→ WRITTEN TASK: Reproduce word for word everything from the line containing "Keep to two rules. Tag each instance of the wooden headboard" down to the line containing "x=360 y=408", including both of those lines.

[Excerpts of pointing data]
◇ ◇ ◇ ◇
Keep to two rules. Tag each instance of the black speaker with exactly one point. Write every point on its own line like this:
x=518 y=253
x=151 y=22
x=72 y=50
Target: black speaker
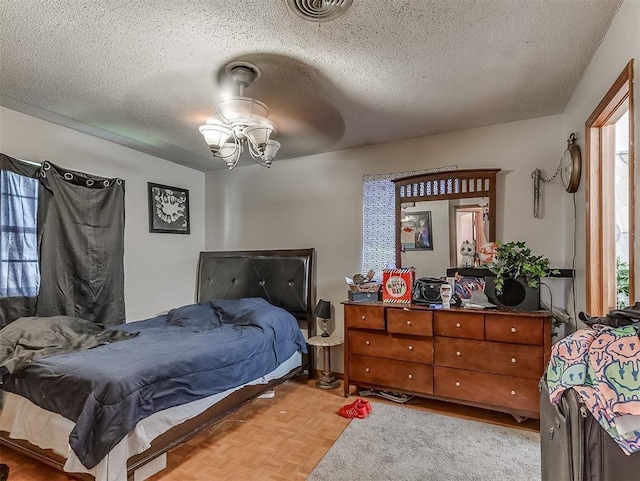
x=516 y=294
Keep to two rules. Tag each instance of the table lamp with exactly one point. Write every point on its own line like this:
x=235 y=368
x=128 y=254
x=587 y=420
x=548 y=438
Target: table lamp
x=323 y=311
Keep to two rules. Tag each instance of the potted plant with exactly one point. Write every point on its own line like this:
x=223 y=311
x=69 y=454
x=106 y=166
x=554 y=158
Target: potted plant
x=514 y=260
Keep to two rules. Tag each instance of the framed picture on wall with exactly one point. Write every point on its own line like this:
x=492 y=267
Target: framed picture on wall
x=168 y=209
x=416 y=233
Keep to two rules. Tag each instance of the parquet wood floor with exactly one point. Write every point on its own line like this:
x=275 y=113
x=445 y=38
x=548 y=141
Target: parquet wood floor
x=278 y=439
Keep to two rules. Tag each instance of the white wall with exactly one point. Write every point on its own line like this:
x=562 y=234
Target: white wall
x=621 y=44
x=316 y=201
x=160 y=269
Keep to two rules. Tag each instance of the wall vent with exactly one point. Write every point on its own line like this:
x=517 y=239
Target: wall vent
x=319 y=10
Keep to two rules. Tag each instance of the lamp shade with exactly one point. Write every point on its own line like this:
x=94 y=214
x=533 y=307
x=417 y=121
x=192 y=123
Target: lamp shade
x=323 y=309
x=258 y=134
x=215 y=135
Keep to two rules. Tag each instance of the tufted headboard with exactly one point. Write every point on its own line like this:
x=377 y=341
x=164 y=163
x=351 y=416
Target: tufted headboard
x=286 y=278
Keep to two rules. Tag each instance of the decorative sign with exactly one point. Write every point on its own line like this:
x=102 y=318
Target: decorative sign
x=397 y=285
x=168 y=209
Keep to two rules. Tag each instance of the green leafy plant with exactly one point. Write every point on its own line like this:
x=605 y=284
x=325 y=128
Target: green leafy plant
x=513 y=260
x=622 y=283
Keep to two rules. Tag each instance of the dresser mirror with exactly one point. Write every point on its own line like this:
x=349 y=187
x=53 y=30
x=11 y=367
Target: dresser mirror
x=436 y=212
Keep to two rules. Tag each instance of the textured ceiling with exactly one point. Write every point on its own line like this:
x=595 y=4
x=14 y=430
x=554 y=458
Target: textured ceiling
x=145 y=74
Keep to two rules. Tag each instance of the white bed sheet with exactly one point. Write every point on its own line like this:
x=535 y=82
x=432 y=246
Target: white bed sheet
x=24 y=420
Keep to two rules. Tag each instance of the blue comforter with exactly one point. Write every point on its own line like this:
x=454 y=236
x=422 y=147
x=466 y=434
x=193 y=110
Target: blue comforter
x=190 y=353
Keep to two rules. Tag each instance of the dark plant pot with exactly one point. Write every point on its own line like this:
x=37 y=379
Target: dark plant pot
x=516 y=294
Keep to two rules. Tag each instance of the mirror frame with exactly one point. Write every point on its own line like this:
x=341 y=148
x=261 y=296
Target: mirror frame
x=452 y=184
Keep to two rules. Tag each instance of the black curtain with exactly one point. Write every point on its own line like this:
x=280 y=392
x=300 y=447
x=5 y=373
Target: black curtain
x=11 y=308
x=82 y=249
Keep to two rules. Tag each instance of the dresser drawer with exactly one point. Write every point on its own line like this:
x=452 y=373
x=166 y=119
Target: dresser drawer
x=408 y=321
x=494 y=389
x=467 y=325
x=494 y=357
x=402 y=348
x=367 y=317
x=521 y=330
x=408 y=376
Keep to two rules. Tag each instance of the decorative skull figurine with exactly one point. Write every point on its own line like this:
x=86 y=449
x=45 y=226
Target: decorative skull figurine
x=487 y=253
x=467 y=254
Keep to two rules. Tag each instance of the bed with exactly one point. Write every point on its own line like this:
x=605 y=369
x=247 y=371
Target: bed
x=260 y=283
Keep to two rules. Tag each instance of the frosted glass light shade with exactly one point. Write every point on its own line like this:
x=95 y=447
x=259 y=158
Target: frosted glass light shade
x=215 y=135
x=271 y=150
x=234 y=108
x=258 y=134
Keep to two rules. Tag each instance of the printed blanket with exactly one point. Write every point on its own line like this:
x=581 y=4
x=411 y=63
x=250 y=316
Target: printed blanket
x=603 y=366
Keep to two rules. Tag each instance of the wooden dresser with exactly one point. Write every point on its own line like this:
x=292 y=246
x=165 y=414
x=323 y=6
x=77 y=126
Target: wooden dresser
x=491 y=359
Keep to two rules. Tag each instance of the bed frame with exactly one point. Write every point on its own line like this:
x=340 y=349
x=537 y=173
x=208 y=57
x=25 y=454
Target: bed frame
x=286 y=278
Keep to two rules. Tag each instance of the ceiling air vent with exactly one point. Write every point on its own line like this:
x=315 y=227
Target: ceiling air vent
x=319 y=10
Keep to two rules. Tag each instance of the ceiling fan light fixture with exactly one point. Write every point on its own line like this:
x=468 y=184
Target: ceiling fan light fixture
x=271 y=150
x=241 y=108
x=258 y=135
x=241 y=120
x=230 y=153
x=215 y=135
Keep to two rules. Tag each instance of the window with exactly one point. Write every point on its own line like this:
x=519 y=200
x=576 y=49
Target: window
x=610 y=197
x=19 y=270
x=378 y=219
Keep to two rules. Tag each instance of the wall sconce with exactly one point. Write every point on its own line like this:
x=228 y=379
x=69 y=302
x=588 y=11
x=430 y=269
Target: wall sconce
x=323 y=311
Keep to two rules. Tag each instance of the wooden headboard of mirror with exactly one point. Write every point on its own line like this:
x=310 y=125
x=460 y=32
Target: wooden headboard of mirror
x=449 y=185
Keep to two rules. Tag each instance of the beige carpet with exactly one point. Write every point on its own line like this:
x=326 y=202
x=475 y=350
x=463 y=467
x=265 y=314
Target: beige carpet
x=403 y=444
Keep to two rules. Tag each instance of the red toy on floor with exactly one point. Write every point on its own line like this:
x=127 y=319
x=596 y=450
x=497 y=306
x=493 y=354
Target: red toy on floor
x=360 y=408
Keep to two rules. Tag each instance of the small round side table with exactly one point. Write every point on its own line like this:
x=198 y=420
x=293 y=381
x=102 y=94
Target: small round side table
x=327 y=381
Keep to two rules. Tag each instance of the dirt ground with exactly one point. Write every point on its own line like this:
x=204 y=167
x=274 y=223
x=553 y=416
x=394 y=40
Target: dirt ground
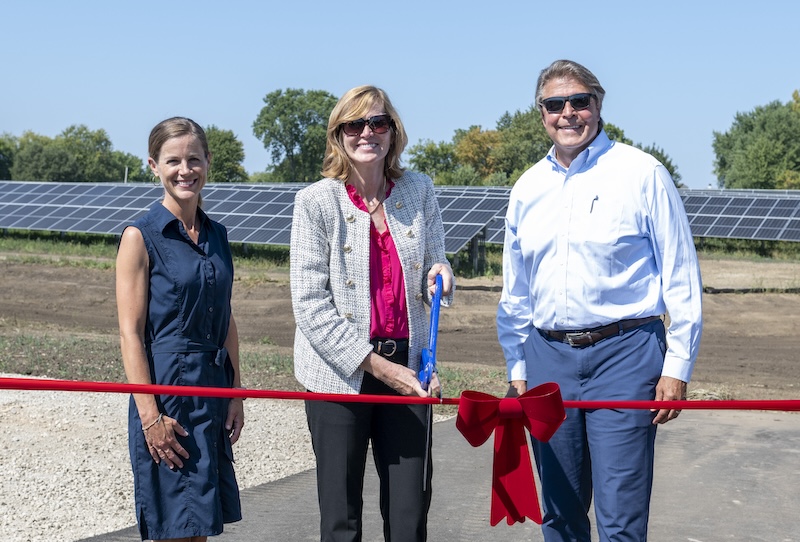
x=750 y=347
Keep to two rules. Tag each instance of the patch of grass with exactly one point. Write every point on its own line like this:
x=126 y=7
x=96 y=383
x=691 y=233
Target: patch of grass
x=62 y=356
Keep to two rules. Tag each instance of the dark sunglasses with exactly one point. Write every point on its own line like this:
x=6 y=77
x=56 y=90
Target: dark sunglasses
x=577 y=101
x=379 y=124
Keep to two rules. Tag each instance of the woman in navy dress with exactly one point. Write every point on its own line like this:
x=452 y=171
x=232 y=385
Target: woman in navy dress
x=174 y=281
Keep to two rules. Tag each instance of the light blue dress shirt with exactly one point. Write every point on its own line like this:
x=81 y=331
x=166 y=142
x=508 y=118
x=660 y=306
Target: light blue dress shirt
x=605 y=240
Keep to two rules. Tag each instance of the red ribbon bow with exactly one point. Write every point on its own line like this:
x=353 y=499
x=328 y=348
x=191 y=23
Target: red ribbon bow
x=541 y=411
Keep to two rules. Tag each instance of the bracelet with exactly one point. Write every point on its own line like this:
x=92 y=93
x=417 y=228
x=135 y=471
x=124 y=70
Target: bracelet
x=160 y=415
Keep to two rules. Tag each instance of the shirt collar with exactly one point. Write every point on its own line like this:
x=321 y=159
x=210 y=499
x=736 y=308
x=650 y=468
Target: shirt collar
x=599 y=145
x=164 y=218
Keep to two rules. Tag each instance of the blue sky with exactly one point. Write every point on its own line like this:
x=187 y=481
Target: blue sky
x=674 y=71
◇ ◇ ◇ ◇
→ FINISHED TASK:
Keep to two rules. Tag each instance of the wooden headboard of mirror with exactly one point. Write every point on its own line like this:
x=310 y=125
x=460 y=32
Target: wooden headboard of mirror
x=449 y=185
Keep to two rules. Tag each instance of the beige carpet with exactly one point. Write every point on its own line like this:
x=326 y=202
x=475 y=350
x=463 y=467
x=265 y=314
Target: beige carpet
x=403 y=444
Keep to two rules. Tag each instance of the red toy on floor with exactly one point. Write every point on its own line like this:
x=127 y=319
x=596 y=450
x=497 y=306
x=493 y=354
Target: red toy on floor
x=360 y=408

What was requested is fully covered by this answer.